*EXERCISE PROMPT*
Scan the records below for the word "point". Copy each line where it appears.

------------------------------

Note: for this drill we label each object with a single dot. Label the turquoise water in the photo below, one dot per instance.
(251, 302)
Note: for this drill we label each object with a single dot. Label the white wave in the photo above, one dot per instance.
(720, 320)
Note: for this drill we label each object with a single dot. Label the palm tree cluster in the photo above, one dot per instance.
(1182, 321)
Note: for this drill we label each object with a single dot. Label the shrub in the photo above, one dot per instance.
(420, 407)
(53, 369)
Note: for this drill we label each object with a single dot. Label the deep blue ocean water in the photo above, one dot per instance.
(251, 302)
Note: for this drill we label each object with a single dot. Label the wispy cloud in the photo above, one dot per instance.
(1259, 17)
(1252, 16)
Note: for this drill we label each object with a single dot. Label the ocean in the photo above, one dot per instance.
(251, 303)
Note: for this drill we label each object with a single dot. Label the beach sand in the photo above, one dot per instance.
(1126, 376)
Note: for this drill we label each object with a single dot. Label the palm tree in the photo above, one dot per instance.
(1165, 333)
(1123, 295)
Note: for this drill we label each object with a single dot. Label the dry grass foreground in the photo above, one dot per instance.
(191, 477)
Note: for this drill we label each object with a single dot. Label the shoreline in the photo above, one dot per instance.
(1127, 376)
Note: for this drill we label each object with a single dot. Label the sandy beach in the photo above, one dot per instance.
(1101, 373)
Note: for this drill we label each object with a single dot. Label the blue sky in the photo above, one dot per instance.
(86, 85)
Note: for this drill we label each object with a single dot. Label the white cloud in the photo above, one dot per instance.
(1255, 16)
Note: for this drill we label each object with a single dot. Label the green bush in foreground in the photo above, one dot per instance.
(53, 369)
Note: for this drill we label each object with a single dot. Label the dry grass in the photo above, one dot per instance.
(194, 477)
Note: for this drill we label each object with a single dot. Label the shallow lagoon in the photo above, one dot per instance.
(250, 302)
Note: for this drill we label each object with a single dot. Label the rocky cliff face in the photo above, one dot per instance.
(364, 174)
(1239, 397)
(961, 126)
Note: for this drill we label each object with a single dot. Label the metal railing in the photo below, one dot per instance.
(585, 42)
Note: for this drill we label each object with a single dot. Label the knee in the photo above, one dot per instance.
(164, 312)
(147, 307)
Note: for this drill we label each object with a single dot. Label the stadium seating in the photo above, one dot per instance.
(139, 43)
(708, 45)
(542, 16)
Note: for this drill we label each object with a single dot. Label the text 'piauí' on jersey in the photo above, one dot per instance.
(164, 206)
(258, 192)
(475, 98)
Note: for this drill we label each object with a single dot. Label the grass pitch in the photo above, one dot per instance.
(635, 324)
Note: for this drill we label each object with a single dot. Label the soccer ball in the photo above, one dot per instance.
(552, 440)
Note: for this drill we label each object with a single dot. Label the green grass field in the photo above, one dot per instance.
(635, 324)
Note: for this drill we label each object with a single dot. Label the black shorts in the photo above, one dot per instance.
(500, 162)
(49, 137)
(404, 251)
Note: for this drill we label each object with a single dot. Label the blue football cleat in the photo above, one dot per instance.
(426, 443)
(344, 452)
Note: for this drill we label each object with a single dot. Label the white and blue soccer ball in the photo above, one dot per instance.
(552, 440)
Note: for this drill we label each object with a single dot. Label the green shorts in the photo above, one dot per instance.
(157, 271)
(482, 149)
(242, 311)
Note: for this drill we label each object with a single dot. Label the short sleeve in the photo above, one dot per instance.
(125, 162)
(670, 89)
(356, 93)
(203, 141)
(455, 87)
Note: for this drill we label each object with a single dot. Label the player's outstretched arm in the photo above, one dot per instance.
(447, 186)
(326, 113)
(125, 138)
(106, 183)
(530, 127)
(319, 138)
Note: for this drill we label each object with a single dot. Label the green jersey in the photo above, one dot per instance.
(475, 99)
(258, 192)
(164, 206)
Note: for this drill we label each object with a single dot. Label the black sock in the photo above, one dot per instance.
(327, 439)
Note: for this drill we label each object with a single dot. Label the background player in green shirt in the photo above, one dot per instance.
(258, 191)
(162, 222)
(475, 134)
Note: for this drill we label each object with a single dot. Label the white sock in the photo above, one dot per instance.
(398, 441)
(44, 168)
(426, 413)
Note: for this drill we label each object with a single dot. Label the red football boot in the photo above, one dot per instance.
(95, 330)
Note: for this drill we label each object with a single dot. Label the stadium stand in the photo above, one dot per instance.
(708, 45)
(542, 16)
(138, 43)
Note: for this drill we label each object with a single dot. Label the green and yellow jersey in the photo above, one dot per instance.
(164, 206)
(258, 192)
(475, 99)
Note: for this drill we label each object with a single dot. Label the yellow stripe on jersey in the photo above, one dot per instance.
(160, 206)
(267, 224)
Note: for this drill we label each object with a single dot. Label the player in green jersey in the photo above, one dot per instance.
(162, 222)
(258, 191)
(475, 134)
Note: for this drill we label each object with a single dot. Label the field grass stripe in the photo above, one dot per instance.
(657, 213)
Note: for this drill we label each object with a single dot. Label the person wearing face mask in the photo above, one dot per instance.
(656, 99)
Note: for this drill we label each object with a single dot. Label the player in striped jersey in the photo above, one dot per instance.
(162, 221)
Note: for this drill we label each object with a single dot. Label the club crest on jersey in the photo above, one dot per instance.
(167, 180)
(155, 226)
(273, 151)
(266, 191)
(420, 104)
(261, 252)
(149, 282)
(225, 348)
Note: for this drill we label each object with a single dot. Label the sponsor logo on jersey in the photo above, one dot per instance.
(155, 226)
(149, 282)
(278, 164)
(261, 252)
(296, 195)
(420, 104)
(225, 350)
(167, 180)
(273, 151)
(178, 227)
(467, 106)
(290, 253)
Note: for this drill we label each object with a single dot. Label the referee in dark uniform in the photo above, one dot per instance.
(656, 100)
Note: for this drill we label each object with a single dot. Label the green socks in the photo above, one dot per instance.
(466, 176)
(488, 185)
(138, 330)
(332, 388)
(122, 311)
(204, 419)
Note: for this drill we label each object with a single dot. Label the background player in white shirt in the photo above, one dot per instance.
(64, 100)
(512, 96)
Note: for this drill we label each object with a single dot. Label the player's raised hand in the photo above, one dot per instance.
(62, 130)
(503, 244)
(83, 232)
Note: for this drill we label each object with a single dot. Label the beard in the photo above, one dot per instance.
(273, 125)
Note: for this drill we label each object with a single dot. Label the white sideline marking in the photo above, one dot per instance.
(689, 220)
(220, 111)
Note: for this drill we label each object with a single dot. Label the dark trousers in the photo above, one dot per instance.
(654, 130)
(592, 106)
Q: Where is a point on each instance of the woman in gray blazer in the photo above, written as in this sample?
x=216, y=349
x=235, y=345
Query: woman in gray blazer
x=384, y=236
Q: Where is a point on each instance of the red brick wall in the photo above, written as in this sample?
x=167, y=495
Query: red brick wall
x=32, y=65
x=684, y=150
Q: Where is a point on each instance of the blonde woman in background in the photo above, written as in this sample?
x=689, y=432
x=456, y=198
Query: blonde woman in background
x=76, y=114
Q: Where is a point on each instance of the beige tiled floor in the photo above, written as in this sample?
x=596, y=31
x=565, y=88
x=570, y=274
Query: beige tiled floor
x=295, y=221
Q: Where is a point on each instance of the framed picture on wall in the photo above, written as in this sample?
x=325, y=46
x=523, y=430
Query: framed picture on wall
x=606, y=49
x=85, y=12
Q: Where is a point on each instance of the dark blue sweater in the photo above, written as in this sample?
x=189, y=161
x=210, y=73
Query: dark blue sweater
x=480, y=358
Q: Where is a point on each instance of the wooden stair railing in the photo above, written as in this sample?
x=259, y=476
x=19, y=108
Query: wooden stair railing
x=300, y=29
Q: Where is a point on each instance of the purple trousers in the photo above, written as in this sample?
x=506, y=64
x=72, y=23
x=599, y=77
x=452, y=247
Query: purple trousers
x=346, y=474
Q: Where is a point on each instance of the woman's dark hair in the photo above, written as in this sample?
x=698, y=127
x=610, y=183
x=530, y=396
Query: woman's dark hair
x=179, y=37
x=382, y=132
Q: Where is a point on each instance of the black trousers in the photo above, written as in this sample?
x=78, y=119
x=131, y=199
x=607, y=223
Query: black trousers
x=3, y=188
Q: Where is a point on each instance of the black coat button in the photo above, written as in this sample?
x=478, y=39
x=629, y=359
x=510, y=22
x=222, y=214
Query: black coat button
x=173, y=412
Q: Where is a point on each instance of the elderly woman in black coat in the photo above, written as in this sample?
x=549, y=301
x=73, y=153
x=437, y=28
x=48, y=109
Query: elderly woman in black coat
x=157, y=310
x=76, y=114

------------------------------

*EXERCISE RESPONSE*
Q: Where is a point on each instance of the woman in gray blazer in the photo above, written as in this sample?
Q: Where is a point on each instance of the red brick wall in the photo above, written as in this sample?
Q: Where is a point on each instance of the blonde woman in background in the photo above, written as in this sample?
Q: Where is a point on each instance of the beige tiled floor in the photo above, written as in this sample?
Q: Where is a point on each instance of the framed picture on wall in the photo above, written as in this sample?
Q: Where is a point on each instance of the dark blue sweater in the photo above, written as in this sample?
Q: Where is a point on each instance of the wooden stair railing in the photo above, written as in this sample?
Q: Where is a point on each instance of the purple trousers in the photo above, written as in this sample?
Q: Where is a point on each instance of the woman's dark hair in the photo above, written as in this sample?
Q: Where is a point on each instance of the black trousers in the photo above, written as in this sample?
Q: Where is a point on each instance of the black coat button in the photo above, written as in this sample?
Q: Where is a point on each instance of the elderly woman in black coat in the photo above, written as in this sample?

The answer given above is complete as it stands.